## ACTIVITY
Below you will find a set of lines. Repeat them all exactly.

Point-per-instance localization data:
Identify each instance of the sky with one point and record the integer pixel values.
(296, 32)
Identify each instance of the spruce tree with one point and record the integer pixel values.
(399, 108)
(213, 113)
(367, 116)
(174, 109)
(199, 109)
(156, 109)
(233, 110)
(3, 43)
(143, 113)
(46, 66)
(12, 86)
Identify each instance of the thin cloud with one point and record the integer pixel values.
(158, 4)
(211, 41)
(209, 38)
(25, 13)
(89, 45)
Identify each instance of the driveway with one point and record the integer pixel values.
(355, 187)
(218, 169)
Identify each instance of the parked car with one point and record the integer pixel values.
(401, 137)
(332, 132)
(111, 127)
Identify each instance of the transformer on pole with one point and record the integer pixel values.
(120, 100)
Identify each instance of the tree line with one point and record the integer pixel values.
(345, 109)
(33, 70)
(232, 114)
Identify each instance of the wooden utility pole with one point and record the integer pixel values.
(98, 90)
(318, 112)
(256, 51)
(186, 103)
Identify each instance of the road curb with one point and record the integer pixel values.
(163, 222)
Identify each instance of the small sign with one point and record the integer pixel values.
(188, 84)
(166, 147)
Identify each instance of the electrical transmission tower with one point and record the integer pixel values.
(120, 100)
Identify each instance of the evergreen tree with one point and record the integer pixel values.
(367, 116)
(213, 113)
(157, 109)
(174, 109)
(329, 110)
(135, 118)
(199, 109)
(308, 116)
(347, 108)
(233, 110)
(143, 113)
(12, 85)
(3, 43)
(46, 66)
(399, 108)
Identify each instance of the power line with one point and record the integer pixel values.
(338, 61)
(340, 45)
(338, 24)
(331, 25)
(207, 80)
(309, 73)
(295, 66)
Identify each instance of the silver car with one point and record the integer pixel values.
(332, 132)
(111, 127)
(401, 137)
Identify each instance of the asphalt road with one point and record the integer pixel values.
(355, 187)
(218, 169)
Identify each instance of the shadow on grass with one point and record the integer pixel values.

## WRITTEN RESPONSE
Identify each instance of the sky with one point and record the integer pixel values.
(296, 32)
Identify each instance of the spruce tree with one point and record the integer pixel values.
(399, 108)
(213, 113)
(367, 116)
(174, 109)
(199, 109)
(156, 109)
(233, 110)
(3, 43)
(143, 113)
(46, 66)
(12, 86)
Identify each instance of the thin cloud with one point and record the integer pixel values.
(158, 4)
(211, 41)
(209, 38)
(25, 13)
(89, 45)
Identify each instance of the driveway with one point and record the integer pixel values.
(355, 187)
(218, 169)
Identify each instance of the parked car with one point and record the integer pixel values.
(401, 137)
(332, 132)
(111, 127)
Identify each instance of the transformer on pole with one point and record the integer pixel values.
(120, 100)
Identify each instance of the tree line with one point and record the integer pixel values.
(345, 109)
(33, 70)
(232, 114)
Identify each instance of the wooden utility pole with one point and record the integer pixel values.
(98, 90)
(318, 112)
(256, 51)
(186, 103)
Identify each instance of the road curb with one point and record the integer pixel values.
(163, 222)
Identify each instance of the small sign with one point and record the integer pixel values.
(188, 84)
(166, 147)
Identify each instance of the electrical transmission tower with one point and record the integer pixel values.
(120, 100)
Identify each instance of the evergreen tree with one point and record the integer pixel values.
(367, 116)
(213, 113)
(157, 109)
(174, 109)
(329, 110)
(135, 118)
(199, 109)
(308, 116)
(347, 108)
(233, 110)
(143, 113)
(12, 85)
(3, 43)
(46, 66)
(399, 108)
Identify each instance of the power line with one point and record the integer pixel values.
(338, 61)
(340, 45)
(338, 24)
(331, 25)
(207, 80)
(309, 73)
(295, 66)
Identify each instance of the silver car with one point and record the integer pixel values.
(332, 132)
(111, 127)
(401, 137)
Identify each instance of the asphalt road with one point and record the integer pixel values.
(355, 187)
(218, 169)
Identify each instance of the shadow on grass with one point and record the integer pixel values.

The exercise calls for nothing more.